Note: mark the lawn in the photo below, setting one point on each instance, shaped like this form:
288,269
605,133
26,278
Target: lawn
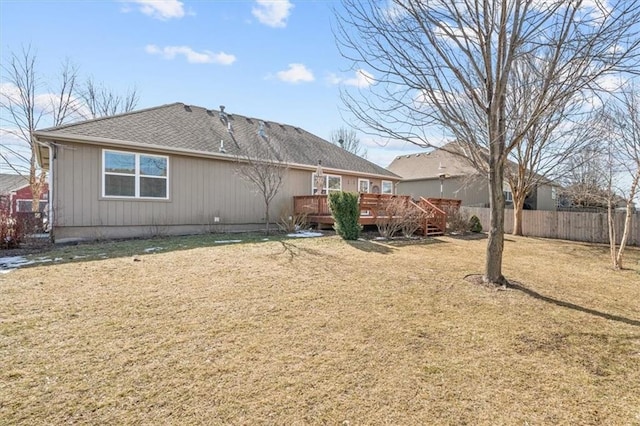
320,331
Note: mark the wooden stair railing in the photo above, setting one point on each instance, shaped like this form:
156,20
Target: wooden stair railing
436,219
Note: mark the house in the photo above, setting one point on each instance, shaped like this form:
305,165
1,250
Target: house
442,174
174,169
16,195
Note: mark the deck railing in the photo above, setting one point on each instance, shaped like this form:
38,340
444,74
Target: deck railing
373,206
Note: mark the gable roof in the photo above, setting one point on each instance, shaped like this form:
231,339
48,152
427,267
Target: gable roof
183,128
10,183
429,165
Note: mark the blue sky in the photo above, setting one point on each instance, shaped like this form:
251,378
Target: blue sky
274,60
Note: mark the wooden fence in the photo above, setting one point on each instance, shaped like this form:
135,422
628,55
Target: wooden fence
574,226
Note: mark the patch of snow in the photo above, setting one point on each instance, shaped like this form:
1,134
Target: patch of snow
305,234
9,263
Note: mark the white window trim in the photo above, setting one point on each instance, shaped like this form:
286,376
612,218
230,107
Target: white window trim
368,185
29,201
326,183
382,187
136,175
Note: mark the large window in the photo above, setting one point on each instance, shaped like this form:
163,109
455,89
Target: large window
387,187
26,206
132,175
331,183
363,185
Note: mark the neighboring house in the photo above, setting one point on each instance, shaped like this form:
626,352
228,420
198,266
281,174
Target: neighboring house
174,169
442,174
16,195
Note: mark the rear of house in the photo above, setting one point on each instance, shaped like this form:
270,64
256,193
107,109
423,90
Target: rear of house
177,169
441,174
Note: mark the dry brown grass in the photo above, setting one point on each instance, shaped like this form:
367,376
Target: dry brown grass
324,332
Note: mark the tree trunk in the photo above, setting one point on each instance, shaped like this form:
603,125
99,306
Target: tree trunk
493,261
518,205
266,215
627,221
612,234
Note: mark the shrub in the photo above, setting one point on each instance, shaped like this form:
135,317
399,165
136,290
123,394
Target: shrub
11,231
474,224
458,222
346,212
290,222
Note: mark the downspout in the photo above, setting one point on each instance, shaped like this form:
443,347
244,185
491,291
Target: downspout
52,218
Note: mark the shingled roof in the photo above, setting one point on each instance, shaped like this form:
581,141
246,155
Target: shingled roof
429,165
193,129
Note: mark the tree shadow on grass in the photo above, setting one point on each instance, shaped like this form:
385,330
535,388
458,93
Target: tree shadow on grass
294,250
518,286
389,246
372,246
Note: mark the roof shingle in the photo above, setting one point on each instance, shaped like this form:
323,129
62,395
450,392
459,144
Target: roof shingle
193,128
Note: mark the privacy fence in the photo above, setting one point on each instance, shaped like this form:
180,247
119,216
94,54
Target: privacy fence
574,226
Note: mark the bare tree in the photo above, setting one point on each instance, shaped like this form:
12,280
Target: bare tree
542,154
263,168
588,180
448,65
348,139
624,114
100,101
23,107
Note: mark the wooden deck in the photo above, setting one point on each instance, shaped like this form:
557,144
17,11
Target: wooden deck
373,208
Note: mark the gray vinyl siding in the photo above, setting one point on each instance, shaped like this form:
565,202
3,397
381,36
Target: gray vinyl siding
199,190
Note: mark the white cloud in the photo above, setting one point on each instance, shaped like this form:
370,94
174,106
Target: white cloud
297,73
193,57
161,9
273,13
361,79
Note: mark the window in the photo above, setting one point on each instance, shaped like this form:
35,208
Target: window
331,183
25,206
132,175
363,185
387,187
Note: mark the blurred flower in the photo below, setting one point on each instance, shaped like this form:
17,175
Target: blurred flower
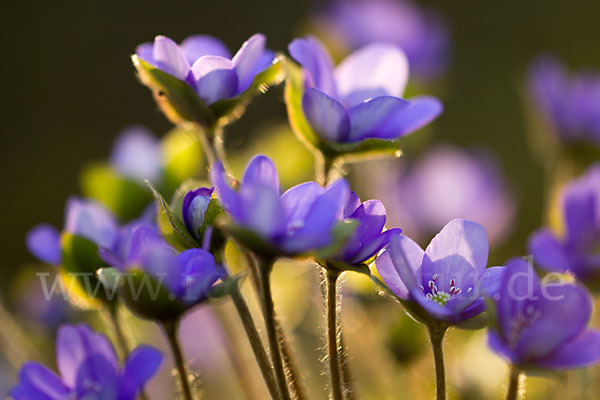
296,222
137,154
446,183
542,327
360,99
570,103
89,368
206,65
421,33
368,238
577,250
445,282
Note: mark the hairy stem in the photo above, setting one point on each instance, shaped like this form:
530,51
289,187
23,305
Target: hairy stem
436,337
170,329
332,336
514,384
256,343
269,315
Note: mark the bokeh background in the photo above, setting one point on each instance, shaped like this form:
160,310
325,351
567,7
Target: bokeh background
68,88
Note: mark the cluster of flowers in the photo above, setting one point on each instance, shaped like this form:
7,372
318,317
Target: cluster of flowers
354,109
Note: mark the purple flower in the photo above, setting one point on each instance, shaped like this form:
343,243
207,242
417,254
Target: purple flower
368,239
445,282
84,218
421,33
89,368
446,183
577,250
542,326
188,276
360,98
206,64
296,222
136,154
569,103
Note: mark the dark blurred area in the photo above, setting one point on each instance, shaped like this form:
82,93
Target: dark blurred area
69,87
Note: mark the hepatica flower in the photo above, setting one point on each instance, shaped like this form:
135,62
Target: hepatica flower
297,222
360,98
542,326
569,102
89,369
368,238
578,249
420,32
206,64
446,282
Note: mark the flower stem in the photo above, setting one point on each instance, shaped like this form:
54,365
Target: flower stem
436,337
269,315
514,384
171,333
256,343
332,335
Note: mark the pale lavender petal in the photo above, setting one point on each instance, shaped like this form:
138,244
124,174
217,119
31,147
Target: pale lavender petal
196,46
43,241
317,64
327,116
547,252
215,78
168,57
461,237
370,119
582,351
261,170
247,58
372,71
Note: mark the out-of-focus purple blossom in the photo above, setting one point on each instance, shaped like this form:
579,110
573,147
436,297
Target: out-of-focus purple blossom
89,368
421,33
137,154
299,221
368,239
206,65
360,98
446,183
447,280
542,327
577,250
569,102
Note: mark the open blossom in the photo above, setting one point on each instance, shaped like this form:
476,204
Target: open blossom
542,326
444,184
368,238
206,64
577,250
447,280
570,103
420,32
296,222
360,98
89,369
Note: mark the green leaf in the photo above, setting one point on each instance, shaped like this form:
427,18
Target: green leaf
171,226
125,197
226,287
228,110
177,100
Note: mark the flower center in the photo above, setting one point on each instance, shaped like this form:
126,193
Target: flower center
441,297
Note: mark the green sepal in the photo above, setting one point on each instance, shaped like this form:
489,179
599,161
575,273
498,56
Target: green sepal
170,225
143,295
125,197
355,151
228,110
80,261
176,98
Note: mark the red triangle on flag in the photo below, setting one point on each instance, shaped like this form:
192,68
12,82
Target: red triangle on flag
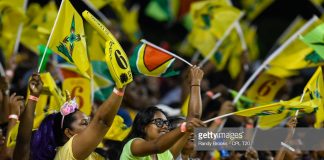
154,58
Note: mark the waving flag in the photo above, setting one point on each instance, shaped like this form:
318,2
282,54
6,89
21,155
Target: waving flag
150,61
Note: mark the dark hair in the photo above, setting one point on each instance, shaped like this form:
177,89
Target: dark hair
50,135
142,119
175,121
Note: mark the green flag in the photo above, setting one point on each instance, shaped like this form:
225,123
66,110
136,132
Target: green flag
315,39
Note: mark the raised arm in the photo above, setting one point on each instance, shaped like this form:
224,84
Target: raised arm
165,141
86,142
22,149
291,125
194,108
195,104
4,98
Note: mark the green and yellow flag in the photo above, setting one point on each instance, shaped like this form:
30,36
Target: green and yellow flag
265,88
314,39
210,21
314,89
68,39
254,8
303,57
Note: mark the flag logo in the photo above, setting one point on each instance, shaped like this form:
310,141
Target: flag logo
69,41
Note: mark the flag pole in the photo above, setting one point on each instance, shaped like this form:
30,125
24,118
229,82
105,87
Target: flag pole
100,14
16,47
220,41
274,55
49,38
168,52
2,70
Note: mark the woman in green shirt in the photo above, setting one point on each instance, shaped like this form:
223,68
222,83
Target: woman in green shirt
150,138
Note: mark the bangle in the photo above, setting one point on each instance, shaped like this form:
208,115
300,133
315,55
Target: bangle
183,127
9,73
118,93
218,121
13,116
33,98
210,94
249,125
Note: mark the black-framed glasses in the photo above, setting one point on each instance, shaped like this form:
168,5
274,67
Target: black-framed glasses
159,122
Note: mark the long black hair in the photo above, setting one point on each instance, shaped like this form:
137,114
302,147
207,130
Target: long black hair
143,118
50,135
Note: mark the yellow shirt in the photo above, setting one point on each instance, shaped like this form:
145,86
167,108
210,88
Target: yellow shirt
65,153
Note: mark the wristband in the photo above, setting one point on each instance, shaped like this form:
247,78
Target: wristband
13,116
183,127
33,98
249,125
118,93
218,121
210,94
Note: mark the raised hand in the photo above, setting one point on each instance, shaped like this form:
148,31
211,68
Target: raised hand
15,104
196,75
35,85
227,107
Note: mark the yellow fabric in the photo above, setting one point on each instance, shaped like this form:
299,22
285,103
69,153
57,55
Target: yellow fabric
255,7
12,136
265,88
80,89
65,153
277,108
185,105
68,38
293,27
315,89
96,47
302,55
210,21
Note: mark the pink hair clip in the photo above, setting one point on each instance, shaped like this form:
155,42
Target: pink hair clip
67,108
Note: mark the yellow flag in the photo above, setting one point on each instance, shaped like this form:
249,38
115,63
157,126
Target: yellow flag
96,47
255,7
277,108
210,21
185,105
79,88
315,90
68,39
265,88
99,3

▸ **Exercise description**
Render the entries above, from the line containing "Note: mark the long" through the last line of the entries, as a JSON list of strings with one string per line. Leave out any blank lines.

▸ **Task solution**
[
  "Note: mark the long black hair in the photo above, setting one point on each instance, shaped like this form:",
  "137,114",
  "302,147",
  "207,130",
  "Target: long black hair",
  "143,118",
  "50,135",
  "Note: mark the yellow shirt in the photo above, setting one point on each instance, shaped like this form:",
  "145,86",
  "167,108",
  "210,88",
  "Target: yellow shirt",
  "65,153",
  "Note: mark the wristband in the photo above, setting one point on each instance, shaped like this form:",
  "247,78",
  "Target: wristband",
  "13,116",
  "183,127",
  "33,98",
  "249,125",
  "118,93",
  "218,121",
  "210,94",
  "Note: mark the raised hand in the photo above, setting one point on each instance, shaped like this form:",
  "148,31",
  "211,68",
  "Target: raised hand",
  "15,104",
  "196,75",
  "35,85",
  "227,107",
  "Note: mark the yellow fabric in the photo above, setting one point on each instance, shaped like this form:",
  "299,22",
  "285,103",
  "69,153",
  "57,55",
  "Target: yellow fabric",
  "255,7",
  "12,136",
  "265,88",
  "80,89",
  "65,153",
  "277,108",
  "185,105",
  "68,38",
  "293,27",
  "315,89",
  "96,47",
  "302,55",
  "210,21",
  "Note: mark the pink hair clip in the photo above, setting one point on each instance, shaped like this form:",
  "155,42",
  "Target: pink hair clip",
  "67,108",
  "Note: mark the yellow flag in the photo above, setting one point on each instance, shaped like this form:",
  "249,38",
  "115,63",
  "157,126",
  "Target: yellow flag",
  "96,47",
  "255,7",
  "277,108",
  "210,21",
  "185,105",
  "79,88",
  "315,90",
  "68,39",
  "265,88",
  "99,3"
]